* _TEXTO DO EXERCÍCIO_
Simone de Beauvoir (Paris, 1908-1986) foi romancista, ensaísta e militante política, mas essa última faceta demorou para se manifestar. "Lamento que tenha sido necessária a guerra para me fazer compreender que vivia no mundo, e não fora dele", escreveu em 1985, referindo-se ao período da ocupação alemã, quando ela e seu companheiro, Jean-Paul Sartre, quase não manifestaram qualquer inquietação política, convencidos, já em 1941, de que os americanos viriam libertá-los e que era melhor esperar em casa, junto à lareira, escrevendo romances, peças de teatro ou reflexões filosóficas, tudo salpicado de "amores contingentes", o que Jean-Paul e Simone mantinham era um "amor necessário".

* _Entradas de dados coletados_
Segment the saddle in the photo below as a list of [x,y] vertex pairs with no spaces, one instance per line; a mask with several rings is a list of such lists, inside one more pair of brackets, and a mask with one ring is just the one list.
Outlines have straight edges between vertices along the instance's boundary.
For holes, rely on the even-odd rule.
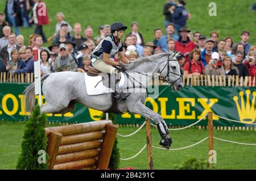
[[[90,77],[96,77],[96,76],[100,76],[100,75],[99,75],[100,73],[101,73],[101,71],[94,69],[94,68],[92,67],[92,66],[89,66],[89,70],[88,71],[87,71],[86,74],[88,76],[90,76]],[[109,74],[108,74],[108,82],[109,83],[107,83],[107,85],[108,85],[107,87],[108,87],[108,88],[111,88],[111,85],[110,83],[110,76]],[[102,77],[102,79],[104,78]],[[119,81],[119,79],[117,79],[115,81]],[[103,81],[104,82],[104,81]],[[105,85],[105,84],[104,84]],[[121,112],[119,110],[118,107],[117,106],[117,100],[115,99],[115,92],[112,92],[111,93],[111,99],[112,100],[112,104],[111,105],[110,107],[108,110],[106,110],[105,111],[103,111],[105,113],[121,113]]]
[[94,68],[90,66],[89,67],[89,70],[87,71],[86,74],[87,75],[88,75],[88,76],[95,77],[98,76],[100,73],[101,73],[101,71],[98,71],[98,70],[95,69]]

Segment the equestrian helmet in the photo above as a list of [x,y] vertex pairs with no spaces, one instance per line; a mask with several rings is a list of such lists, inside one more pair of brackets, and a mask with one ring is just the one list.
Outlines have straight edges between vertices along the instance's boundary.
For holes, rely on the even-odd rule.
[[120,31],[127,29],[127,27],[125,26],[123,23],[120,22],[115,22],[113,23],[110,27],[111,33],[114,33],[115,31]]

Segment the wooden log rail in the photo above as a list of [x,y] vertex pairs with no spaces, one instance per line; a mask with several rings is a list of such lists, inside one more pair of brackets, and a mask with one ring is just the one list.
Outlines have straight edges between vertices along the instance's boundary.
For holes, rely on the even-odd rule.
[[46,128],[49,169],[107,169],[118,127],[101,120]]

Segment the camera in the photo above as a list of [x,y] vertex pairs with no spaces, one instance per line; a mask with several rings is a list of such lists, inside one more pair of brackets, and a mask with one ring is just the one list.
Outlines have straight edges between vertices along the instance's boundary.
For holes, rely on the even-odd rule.
[[216,64],[216,59],[212,59],[212,60],[210,61],[210,64]]

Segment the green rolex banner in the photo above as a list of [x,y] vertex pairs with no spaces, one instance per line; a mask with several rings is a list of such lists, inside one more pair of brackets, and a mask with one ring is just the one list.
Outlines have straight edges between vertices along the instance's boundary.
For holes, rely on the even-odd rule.
[[[22,92],[27,86],[28,84],[0,83],[0,120],[24,121],[30,115],[23,104]],[[255,126],[251,123],[256,123],[256,87],[185,86],[180,91],[171,91],[170,87],[164,86],[159,88],[158,96],[147,98],[145,104],[159,113],[167,124],[189,125],[208,111],[213,111],[217,115],[241,123],[230,122],[214,116],[216,125]],[[44,104],[43,95],[42,99]],[[37,97],[36,103],[38,100]],[[77,104],[72,112],[64,115],[50,113],[47,116],[50,122],[79,123],[98,120],[101,114],[101,111]],[[139,115],[128,112],[118,115],[117,123],[142,124],[144,120]],[[198,125],[207,125],[207,118]]]

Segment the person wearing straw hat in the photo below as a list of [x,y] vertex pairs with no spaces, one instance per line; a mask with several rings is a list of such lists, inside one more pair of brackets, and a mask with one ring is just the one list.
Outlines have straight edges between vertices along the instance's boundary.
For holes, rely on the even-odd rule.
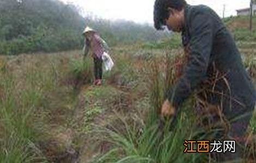
[[96,30],[89,27],[86,27],[83,32],[85,37],[84,46],[83,52],[84,57],[89,52],[91,52],[94,64],[94,84],[101,84],[102,77],[102,56],[104,52],[109,51],[109,48],[106,41],[104,41]]

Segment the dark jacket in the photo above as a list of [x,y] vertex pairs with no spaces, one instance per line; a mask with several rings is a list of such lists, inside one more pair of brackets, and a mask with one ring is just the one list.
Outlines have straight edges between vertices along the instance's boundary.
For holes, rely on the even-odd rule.
[[187,5],[182,41],[190,51],[188,62],[178,83],[167,93],[176,108],[192,92],[222,106],[224,112],[239,108],[241,111],[236,113],[241,114],[254,108],[255,92],[240,52],[214,11],[204,5]]

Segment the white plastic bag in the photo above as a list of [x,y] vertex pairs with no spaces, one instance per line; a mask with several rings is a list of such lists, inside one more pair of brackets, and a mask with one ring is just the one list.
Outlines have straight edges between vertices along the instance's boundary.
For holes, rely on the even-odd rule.
[[114,62],[108,53],[104,52],[101,56],[103,62],[104,63],[105,70],[107,71],[111,71],[114,66]]

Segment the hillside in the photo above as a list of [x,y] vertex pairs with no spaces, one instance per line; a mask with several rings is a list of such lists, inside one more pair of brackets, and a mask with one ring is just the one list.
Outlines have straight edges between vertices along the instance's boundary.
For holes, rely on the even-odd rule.
[[152,41],[163,35],[147,24],[82,17],[72,4],[58,0],[1,0],[0,54],[81,49],[86,26],[97,29],[111,45]]

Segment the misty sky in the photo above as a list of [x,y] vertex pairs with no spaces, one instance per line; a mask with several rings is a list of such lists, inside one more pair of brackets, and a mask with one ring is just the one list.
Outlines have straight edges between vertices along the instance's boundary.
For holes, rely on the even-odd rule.
[[[115,20],[123,19],[137,23],[153,23],[155,0],[60,0],[79,5],[87,15]],[[205,4],[222,16],[225,4],[225,16],[236,15],[236,10],[249,7],[249,0],[187,0],[191,4]]]

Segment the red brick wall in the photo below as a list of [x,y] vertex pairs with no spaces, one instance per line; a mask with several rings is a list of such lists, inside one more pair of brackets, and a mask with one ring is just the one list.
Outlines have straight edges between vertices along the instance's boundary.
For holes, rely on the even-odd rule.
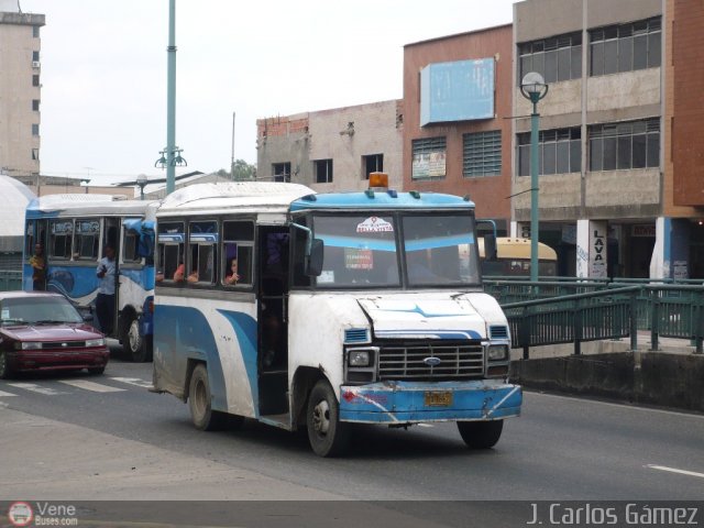
[[674,0],[671,154],[675,206],[704,206],[704,3]]

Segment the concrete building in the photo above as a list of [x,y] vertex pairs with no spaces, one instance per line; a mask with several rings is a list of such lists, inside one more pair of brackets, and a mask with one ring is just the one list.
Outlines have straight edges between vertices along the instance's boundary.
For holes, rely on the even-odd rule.
[[257,179],[320,193],[363,190],[383,170],[402,185],[402,101],[336,108],[256,121]]
[[404,189],[470,195],[506,234],[512,194],[512,26],[404,46]]
[[[698,10],[698,22],[680,29],[673,24],[675,7],[690,22],[696,18],[684,11]],[[526,73],[538,72],[549,84],[538,107],[540,240],[558,250],[561,275],[704,276],[704,270],[692,267],[702,257],[690,251],[704,212],[702,179],[681,151],[694,146],[690,138],[698,135],[690,135],[696,118],[682,110],[698,103],[701,114],[702,105],[686,101],[694,86],[679,86],[676,77],[678,65],[698,70],[689,79],[698,77],[701,89],[697,47],[680,45],[689,48],[690,59],[686,51],[678,52],[682,40],[702,41],[701,11],[701,2],[679,0],[514,6],[515,114],[531,112],[519,89]],[[680,141],[671,133],[673,122],[674,132],[682,131]],[[529,230],[529,118],[515,120],[517,235]]]
[[40,174],[43,14],[0,0],[0,174]]

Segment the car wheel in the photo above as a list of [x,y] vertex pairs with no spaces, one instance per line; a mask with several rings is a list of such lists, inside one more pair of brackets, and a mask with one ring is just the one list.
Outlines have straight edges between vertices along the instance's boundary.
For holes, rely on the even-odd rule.
[[208,370],[204,364],[194,369],[188,386],[188,408],[190,418],[196,429],[201,431],[213,431],[222,429],[228,421],[228,415],[212,410],[212,395],[210,393],[210,382],[208,381]]
[[320,380],[308,397],[306,413],[308,441],[319,457],[338,457],[346,451],[350,441],[348,424],[340,421],[340,407],[332,387]]
[[140,319],[131,316],[120,332],[122,350],[135,363],[152,361],[151,341],[140,333]]
[[12,369],[8,363],[8,354],[0,351],[0,380],[9,380],[12,376]]
[[496,446],[504,430],[504,420],[458,421],[464,443],[472,449],[488,449]]

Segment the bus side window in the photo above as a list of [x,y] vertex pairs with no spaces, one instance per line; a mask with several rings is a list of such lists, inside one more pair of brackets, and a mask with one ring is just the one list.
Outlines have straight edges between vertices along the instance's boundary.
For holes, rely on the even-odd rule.
[[[228,288],[251,287],[254,262],[254,222],[237,220],[222,222],[222,272],[220,282]],[[237,276],[234,275],[237,267]]]

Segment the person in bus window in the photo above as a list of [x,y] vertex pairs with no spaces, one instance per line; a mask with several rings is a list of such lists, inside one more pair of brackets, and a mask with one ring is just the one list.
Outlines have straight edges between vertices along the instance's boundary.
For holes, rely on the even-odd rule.
[[32,266],[32,288],[36,290],[46,289],[46,258],[44,257],[44,246],[42,244],[34,246],[30,266]]
[[178,267],[174,272],[174,280],[177,283],[183,283],[186,278],[186,264],[184,264],[184,260],[178,261]]
[[106,256],[98,262],[96,276],[100,279],[98,296],[96,297],[96,314],[100,323],[100,331],[105,334],[112,333],[114,319],[114,277],[116,277],[114,249],[106,245]]
[[232,257],[226,271],[224,284],[234,285],[238,284],[238,280],[241,278],[242,277],[238,274],[238,260],[237,257]]

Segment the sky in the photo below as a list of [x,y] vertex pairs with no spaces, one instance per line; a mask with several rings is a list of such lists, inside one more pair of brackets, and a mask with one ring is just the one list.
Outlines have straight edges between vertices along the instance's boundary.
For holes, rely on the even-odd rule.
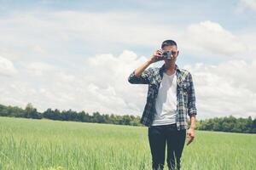
[[128,76],[172,39],[197,119],[256,118],[256,0],[0,3],[2,105],[141,116]]

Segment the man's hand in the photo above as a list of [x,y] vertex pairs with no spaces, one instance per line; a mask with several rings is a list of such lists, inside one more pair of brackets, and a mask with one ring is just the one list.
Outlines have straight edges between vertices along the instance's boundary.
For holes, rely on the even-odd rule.
[[160,60],[164,60],[164,58],[161,56],[162,52],[159,49],[155,50],[150,59],[148,60],[149,63],[154,63]]
[[189,139],[187,145],[189,145],[195,139],[195,128],[190,128],[187,130],[187,138]]

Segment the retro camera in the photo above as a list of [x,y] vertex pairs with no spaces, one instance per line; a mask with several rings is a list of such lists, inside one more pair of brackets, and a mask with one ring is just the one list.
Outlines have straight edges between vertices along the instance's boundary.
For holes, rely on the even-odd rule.
[[163,59],[171,60],[172,57],[175,54],[175,52],[172,52],[172,51],[166,51],[166,50],[162,50],[162,49],[160,49],[160,51],[162,52],[161,57]]

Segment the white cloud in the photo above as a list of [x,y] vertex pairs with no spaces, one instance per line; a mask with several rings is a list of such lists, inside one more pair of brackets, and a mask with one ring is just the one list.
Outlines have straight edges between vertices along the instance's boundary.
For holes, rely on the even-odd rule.
[[229,60],[218,65],[185,65],[193,73],[202,117],[256,117],[256,60]]
[[[127,78],[146,60],[129,50],[119,55],[98,54],[85,60],[86,67],[78,68],[75,75],[49,64],[32,63],[21,68],[26,71],[20,71],[20,79],[1,84],[0,103],[24,107],[32,102],[41,111],[51,107],[142,116],[148,85],[130,84]],[[34,67],[39,68],[40,76],[34,71],[26,81]],[[255,60],[232,60],[216,65],[197,63],[183,68],[193,75],[199,118],[256,116]]]
[[232,34],[218,23],[210,20],[189,26],[182,40],[185,48],[195,54],[233,58],[244,55],[250,47],[240,36]]
[[241,0],[241,3],[247,8],[253,10],[256,10],[256,1],[255,0]]
[[17,71],[11,60],[0,56],[0,76],[13,76]]

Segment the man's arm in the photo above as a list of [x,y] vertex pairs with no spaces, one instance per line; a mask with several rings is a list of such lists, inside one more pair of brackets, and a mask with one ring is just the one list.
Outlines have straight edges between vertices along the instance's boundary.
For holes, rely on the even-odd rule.
[[195,128],[195,116],[197,115],[197,109],[195,106],[195,87],[192,79],[192,75],[189,73],[189,88],[188,93],[188,109],[189,109],[189,116],[190,117],[190,127]]
[[152,68],[145,70],[151,64],[150,60],[143,63],[137,69],[134,70],[128,77],[128,82],[131,84],[148,84],[149,76],[152,74]]

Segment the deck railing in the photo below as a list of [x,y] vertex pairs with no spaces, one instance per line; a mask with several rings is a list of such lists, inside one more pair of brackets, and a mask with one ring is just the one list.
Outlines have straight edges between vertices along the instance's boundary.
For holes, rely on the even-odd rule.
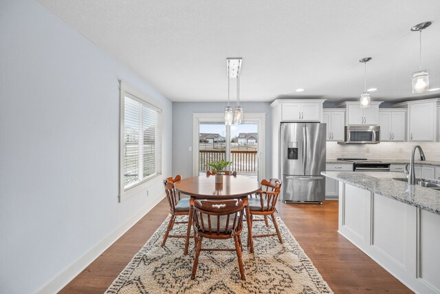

* _TAREFAS A REALIZAR_
1 – Explique, com base no texto sobre Simone de Beauvoir, por que ela e Jean-Paul Sartre quase não manifestaram inquietação política durante a ocupação alemã. Use de uma a três frases.
2 – Escreva a continuação do texto sobre Simone de Beauvoir a partir da última frase apresentada.

* _RESPOSTAS ÀS TAREFAS_
1 – Já em 1941, os dois estavam convencidos de que os americanos viriam libertá-los. Por isso, achavam melhor esperar em casa, junto à lareira, escrevendo romances, peças de teatro ou reflexões filosóficas.

2 –
Hoje, através de biografias, depoimentos e análises, o "casal livre" que Sartre e Beauvoir simbolizaram é criticado por alguns. Não foram tão "resistentes" como diziam, não foram tão "livres" como pareciam, não tiveram tanta razão como se acreditava. Além disso, a história, a grande história, ridicularizou muitos de seus posicionamentos, boa parte de suas críticas a Camus, Aron ou Merleau-Ponty. E o marxismo já não é o sistema filosófico, e sim mais um entre eles, como esse existencialismo do qual eles foram os profetas; os países comunistas cuja revolução apoiaram com sua presença, Rússia, Cuba, China, Vietnã, hoje são paraísos do capitalismo selvagem ou exemplos ruinosos de aonde pode levar uma teoria quando se omite a realidade. Jacques-Pierre Amette, no semanário "Le Point", se atreve a perguntar se "Sartre e Beauvoir não serão os Ginger Rogers e Fred Astaire do existencialismo".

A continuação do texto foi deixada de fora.